_WORK TO DO_:
a. Answer these from the thread about toning beams darker, one line each:
(i) What do "they" want done to the beams?
(ii) Which top coats does Gough say the recommended product works with?
(iii) What product does PACman suggest, half in jest?
b. Does each statement agree with the thread about toning beams darker? Answer yes or no, and quote the words that decide it.
(i) PACman knows of a church in town with beams like these.
(ii) Gough has only recently started using the recommended product.
(iii) epretot plans to test the product on samples first.
c. Carry on the thread about toning beams darker from its last post.
━━━ PASSAGE TO READ ━━━
# Beams



## epretot (Dec 17, 2011)

They want these beams toned darker. 

I better start practicing.


----------



## PACman (Oct 24, 2014)

There's a church here in town like that. I always used to think what a nightmare it would be to have to paint or stain them. Have fun.


----------



## Gough (Nov 24, 2010)

This has been our go-to product for years. 

https://www.shellac.net/shading-glazing-stain.html

It dries quckly and is compatible with every top coat we've tried.


----------



## epretot (Dec 17, 2011)

Gough said:


> This has been our go-to product for years.
> 
> https://www.shellac.net/shading-glazing-stain.html
> 
> It dries quckly and is compatible with every top coat we've tried.


Thanks. I will be making up some samples. I will try it out.


----------



## PACman (Oct 24, 2014)

Why not just use Minwax Polyshades? (Heehee.)


----------



## Gough (Nov 24, 2010)

PACman said:


> Why not just use Minwax Polyshades? (Heehee.)
━━━ DATASET ENTRIES ━━━
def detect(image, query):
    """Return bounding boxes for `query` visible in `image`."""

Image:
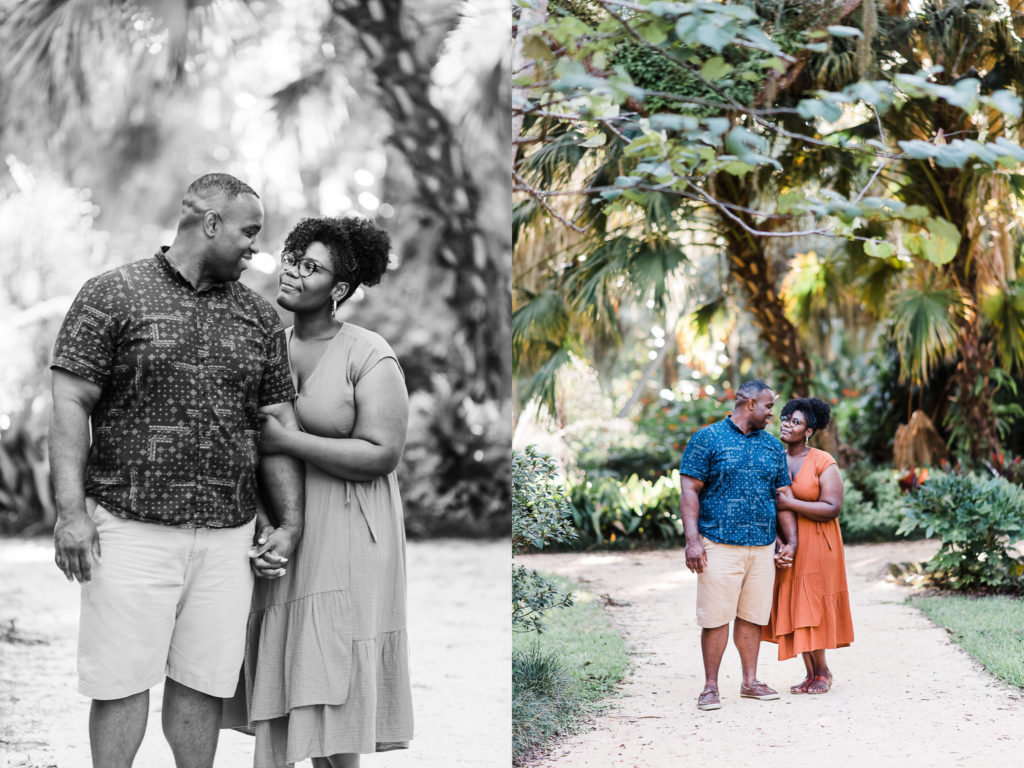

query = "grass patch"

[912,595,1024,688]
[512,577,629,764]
━━━
━━━ DATASET ENTRIES ━━━
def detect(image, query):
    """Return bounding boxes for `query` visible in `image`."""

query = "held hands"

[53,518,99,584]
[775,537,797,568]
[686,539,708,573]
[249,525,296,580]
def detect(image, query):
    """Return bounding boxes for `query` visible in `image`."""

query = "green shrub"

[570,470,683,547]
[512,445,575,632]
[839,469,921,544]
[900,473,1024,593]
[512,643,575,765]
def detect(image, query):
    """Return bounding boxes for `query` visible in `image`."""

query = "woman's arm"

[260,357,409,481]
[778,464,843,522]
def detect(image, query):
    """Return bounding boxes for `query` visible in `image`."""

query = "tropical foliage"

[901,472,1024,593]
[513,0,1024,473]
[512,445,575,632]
━━━
_ANSWERS FOR THIS EXERCISE_:
a.
(i) They want the beams toned darker.
(ii) Every top coat Gough has tried.
(iii) Minwax Polyshades.

b.
(i) Yes: "There's a church here in town like that."
(ii) No: "This has been our go-to product for years."
(iii) Yes: "I will be making up some samples."

c.
I teach a finishing class for the students in the furniture program at the local university. The instructor and I joke about making up a poster featuring a photo of a can of Polyshades...with a big red circle and a slash through it.

"Polyshades- not even once."


----------



## epretot (Dec 17, 2011)

Gough said:


> This has been our go-to product for years.
> 
> https://www.shellac.net/shading-glazing-stain.html
> 
> It dries quckly and is compatible with every top coat we've tried.


Are you spraying this product?


----------



## Gough (Nov 24, 2010)

epretot said:


> Are you spraying this product?


No. We typically apply it by brush, then blend it with either a badger blender or an or-hair brush.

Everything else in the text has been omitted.